* RECORDS FOR PROCESSING *
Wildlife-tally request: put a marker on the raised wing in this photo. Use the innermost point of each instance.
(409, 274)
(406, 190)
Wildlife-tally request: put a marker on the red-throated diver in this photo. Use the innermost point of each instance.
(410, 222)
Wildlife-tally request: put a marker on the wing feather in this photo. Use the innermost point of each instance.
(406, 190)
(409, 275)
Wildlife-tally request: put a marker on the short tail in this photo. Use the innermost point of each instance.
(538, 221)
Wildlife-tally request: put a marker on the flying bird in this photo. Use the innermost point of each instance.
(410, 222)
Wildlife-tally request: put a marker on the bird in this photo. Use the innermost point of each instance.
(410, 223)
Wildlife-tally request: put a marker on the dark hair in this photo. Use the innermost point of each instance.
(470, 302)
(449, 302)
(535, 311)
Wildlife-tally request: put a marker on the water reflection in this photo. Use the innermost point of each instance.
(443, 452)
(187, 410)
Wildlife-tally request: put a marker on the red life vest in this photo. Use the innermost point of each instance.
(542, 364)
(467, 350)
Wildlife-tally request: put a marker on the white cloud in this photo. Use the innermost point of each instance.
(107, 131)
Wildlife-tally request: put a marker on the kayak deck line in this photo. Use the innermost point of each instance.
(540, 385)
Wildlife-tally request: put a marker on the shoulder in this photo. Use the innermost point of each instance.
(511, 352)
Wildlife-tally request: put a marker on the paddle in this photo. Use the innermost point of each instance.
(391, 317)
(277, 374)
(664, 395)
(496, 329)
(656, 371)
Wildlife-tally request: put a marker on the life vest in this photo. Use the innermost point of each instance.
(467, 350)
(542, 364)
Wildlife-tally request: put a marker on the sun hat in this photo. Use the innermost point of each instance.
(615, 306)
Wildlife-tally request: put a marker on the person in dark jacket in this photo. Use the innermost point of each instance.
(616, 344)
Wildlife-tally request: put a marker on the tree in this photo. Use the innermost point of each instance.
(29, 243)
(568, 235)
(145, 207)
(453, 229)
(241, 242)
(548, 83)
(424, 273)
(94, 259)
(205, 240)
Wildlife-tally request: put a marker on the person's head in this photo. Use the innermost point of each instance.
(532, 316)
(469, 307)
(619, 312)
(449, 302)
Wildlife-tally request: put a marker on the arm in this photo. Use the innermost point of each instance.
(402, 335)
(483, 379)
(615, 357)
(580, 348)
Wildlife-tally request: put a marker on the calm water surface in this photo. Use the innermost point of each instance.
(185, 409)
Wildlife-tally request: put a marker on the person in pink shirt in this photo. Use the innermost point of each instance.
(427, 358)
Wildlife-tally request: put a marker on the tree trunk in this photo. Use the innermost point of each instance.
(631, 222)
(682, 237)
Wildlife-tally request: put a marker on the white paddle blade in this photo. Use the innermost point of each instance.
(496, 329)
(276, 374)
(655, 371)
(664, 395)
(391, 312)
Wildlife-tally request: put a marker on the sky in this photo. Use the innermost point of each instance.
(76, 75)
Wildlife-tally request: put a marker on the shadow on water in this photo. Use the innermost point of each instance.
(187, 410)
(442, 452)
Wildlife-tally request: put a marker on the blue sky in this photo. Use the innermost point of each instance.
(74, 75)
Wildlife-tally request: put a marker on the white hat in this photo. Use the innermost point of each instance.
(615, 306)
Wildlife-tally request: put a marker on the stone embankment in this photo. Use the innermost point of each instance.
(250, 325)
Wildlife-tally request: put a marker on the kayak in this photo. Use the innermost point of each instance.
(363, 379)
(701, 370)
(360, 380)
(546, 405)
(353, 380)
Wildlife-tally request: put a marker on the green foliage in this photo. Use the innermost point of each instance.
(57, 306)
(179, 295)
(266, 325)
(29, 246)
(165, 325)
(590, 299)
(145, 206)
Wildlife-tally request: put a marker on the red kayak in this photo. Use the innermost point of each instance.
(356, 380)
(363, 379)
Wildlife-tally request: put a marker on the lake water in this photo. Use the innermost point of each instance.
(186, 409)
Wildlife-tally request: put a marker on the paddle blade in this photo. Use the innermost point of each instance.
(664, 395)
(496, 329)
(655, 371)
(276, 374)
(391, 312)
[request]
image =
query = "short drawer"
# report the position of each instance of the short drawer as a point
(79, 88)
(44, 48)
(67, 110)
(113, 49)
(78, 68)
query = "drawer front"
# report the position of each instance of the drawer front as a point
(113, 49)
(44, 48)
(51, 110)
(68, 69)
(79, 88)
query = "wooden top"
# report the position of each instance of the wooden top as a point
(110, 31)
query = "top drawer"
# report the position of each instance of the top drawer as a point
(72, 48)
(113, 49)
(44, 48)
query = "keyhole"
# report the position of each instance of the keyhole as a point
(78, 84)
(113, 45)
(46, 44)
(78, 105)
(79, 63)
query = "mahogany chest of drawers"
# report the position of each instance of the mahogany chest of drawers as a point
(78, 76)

* PROBLEM TO SOLVE *
Lay out the records from the line containing "Wildlife-tally request: put a marker on the white hat" through their end, both ends included, as a JSON list of strings with one string per line and blank lines omitted.

* RESPONSE TO THE TASK *
[
  "Wildlife-tally request: put a marker on the white hat in this photo. Use the innermost point of each instance.",
  "(615, 306)",
  "Wildlife-tally request: put a marker on the stone embankment in this photo. Use the innermost point of each instance.",
  "(250, 325)",
  "Wildlife-tally request: put a marker on the kayak in this photo. Use the innermost point of each instance.",
  "(363, 379)",
  "(701, 370)",
  "(360, 380)",
  "(546, 405)",
  "(353, 380)",
  "Wildlife-tally request: put a marker on the green foliage in this photo. Use the innermost point of each instance.",
  "(57, 306)",
  "(179, 295)",
  "(266, 325)",
  "(29, 246)",
  "(165, 325)",
  "(590, 299)",
  "(145, 206)",
  "Wildlife-tally request: put a marker on the red kayak in this photo. Use the innermost point of each instance.",
  "(356, 380)",
  "(363, 379)",
  "Wildlife-tally request: put a marker on the lake water in this photo. Use the innermost point of each instance.",
  "(186, 409)",
  "Wildlife-tally request: put a marker on the paddle blade in this photo. Use the innermost point of each instance.",
  "(664, 395)",
  "(496, 329)",
  "(655, 371)",
  "(276, 374)",
  "(391, 312)",
  "[request]",
  "image =",
  "query = \"short drawer\"",
  "# report the position of each instance of the short drawer as a point",
  "(79, 88)",
  "(44, 48)",
  "(67, 110)",
  "(113, 49)",
  "(78, 68)",
  "query = \"drawer front\"",
  "# report the position of each instance of the drawer front as a point",
  "(113, 49)",
  "(44, 48)",
  "(51, 110)",
  "(68, 69)",
  "(79, 88)",
  "query = \"wooden top\"",
  "# report the position of each instance of the wooden top as a point",
  "(110, 31)",
  "query = \"top drawer\"",
  "# report the position of each instance of the top drawer as a point",
  "(72, 48)",
  "(113, 49)",
  "(44, 48)",
  "query = \"keyhole\"",
  "# report the position of each instance of the keyhole as a point",
  "(78, 84)",
  "(113, 45)",
  "(46, 44)",
  "(78, 105)",
  "(79, 63)",
  "query = \"mahogany chest of drawers\"",
  "# report the position of each instance of the mahogany chest of drawers as a point",
  "(78, 76)"
]